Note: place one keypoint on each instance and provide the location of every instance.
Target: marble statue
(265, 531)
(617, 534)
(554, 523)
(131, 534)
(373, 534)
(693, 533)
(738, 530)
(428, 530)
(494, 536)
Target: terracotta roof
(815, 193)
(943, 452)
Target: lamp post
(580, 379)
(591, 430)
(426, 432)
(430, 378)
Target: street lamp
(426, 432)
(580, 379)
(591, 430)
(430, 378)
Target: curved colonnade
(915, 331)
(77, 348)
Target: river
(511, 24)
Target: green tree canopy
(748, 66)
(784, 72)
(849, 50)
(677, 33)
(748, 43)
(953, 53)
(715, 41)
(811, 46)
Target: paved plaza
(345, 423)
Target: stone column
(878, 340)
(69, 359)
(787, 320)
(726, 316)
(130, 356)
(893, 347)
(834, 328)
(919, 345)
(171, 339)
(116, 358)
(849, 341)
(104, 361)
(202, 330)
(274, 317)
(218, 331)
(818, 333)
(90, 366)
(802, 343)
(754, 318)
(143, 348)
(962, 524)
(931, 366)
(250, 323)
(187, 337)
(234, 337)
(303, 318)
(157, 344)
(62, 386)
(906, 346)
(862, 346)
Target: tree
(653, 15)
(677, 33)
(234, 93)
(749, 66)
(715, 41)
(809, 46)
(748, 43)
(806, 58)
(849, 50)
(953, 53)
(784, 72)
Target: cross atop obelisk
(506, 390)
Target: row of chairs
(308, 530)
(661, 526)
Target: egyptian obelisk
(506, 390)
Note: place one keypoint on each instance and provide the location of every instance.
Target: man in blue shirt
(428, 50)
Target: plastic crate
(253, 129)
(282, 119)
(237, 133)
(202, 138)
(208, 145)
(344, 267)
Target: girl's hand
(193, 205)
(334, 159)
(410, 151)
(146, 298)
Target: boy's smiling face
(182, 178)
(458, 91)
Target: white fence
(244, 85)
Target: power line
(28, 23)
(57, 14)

# # #

> **Your task**: Copy every line of the records above, leaving each one unchanged.

> **Solved exercise**:
Note: place one keypoint on each instance and provide the location of every instance.
Target: marble statue
(265, 531)
(617, 534)
(554, 523)
(131, 534)
(373, 534)
(693, 533)
(738, 530)
(428, 530)
(494, 536)
Target: terracotta roof
(815, 193)
(943, 452)
Target: lamp post
(580, 379)
(591, 430)
(426, 432)
(430, 378)
Target: street lamp
(426, 432)
(580, 379)
(591, 430)
(430, 378)
Target: curved colonnade
(915, 331)
(77, 348)
Target: river
(511, 24)
Target: green tree canopy
(748, 66)
(784, 72)
(849, 50)
(677, 33)
(748, 43)
(953, 53)
(715, 41)
(811, 46)
Target: paved plaza
(345, 423)
Target: stone column
(878, 340)
(69, 359)
(787, 320)
(726, 316)
(130, 356)
(893, 347)
(834, 328)
(919, 345)
(171, 339)
(116, 358)
(849, 341)
(104, 361)
(202, 330)
(274, 317)
(218, 331)
(818, 333)
(90, 366)
(802, 343)
(754, 318)
(143, 348)
(962, 524)
(931, 366)
(250, 323)
(187, 337)
(234, 337)
(303, 318)
(157, 344)
(62, 386)
(906, 346)
(862, 346)
Target: tree
(653, 15)
(677, 33)
(234, 93)
(749, 66)
(715, 41)
(809, 46)
(748, 43)
(806, 58)
(849, 50)
(953, 53)
(784, 72)
Target: cross atop obelisk
(506, 390)
Target: row of chairs
(308, 530)
(661, 526)
Target: egyptian obelisk
(506, 390)
Note: place one keypoint on each instance and provide the location of every instance.
Target: man in blue shirt
(428, 50)
Target: plastic crate
(253, 129)
(282, 119)
(237, 133)
(202, 138)
(208, 145)
(344, 267)
Target: girl's hand
(193, 205)
(334, 159)
(410, 151)
(146, 298)
Target: boy's smiling face
(182, 178)
(458, 91)
Target: white fence
(244, 85)
Target: power line
(28, 23)
(57, 14)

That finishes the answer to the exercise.